— WHAT YOU ARE ASKED TO DO —
A verbatim printing of the entries that follow is needed; pictures must not appear in it.

— PROVIDED RECORDS —

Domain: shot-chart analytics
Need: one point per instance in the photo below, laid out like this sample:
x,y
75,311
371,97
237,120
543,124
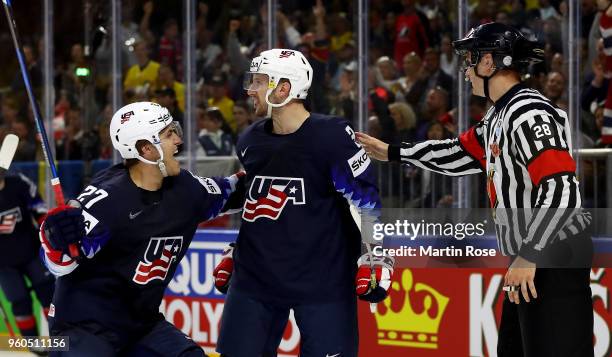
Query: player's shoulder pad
x,y
248,133
332,127
188,179
110,176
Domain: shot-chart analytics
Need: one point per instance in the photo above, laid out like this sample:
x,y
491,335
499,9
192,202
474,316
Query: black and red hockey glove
x,y
373,277
64,226
223,271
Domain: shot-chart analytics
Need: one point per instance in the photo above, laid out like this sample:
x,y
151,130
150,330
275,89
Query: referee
x,y
523,144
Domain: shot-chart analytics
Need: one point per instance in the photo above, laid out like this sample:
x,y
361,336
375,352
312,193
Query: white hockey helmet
x,y
139,121
279,63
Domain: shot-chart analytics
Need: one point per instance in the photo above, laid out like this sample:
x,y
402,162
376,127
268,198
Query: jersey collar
x,y
501,102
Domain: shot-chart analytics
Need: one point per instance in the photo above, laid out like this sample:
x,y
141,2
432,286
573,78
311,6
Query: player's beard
x,y
173,167
261,107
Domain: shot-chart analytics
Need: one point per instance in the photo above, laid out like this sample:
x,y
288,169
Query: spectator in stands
x,y
435,76
387,74
9,111
166,79
410,35
342,58
105,146
436,109
547,10
26,149
144,72
374,129
219,99
71,82
213,139
171,48
557,64
405,122
341,33
412,84
243,116
206,50
33,68
555,87
436,190
167,98
70,146
448,59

— ANSWER BOX —
Domain: shot-chart analytics
Need: one point per instance in the photo below, laid out like this sample:
x,y
75,311
371,97
237,120
543,124
Query: player's shoulder pad
x,y
248,133
332,127
188,179
110,176
Domain: shot-chart analytics
Need: one point per instance in the photo above, laid out like this sample:
x,y
491,335
499,9
192,202
474,316
Query: black and red hockey glove
x,y
373,277
64,226
223,271
Domain: shot-chart analytics
Need: one point per instance in the photo above, laid out like this sample:
x,y
151,130
150,330
275,89
Query: referee
x,y
523,144
Domain: shot-chart analytics
Need: one point per instance in the photo above, laid out like this sample:
x,y
361,336
375,352
312,193
Query: white hockey helmet
x,y
139,121
279,63
Domain: shot-chart analytics
Need: one point per instance in the photo above, laid out like this sample:
x,y
402,162
376,127
268,198
Query: jersey collar
x,y
501,102
Domain: shot-chart analytics
Need: one point per instance in the photo above, laid out like this sample:
x,y
141,2
432,286
573,78
311,6
Query: player's beard
x,y
173,167
261,107
Domain: shot-chart analytics
Need: one point per instance in the photo above, laid out like this sample:
x,y
288,169
Query: spectator in stands
x,y
435,76
387,74
9,111
166,79
410,35
342,58
105,146
436,109
547,10
26,149
144,72
374,129
219,99
71,82
213,139
171,48
557,64
405,122
341,33
412,84
243,116
206,50
33,68
555,87
436,190
167,98
70,146
448,59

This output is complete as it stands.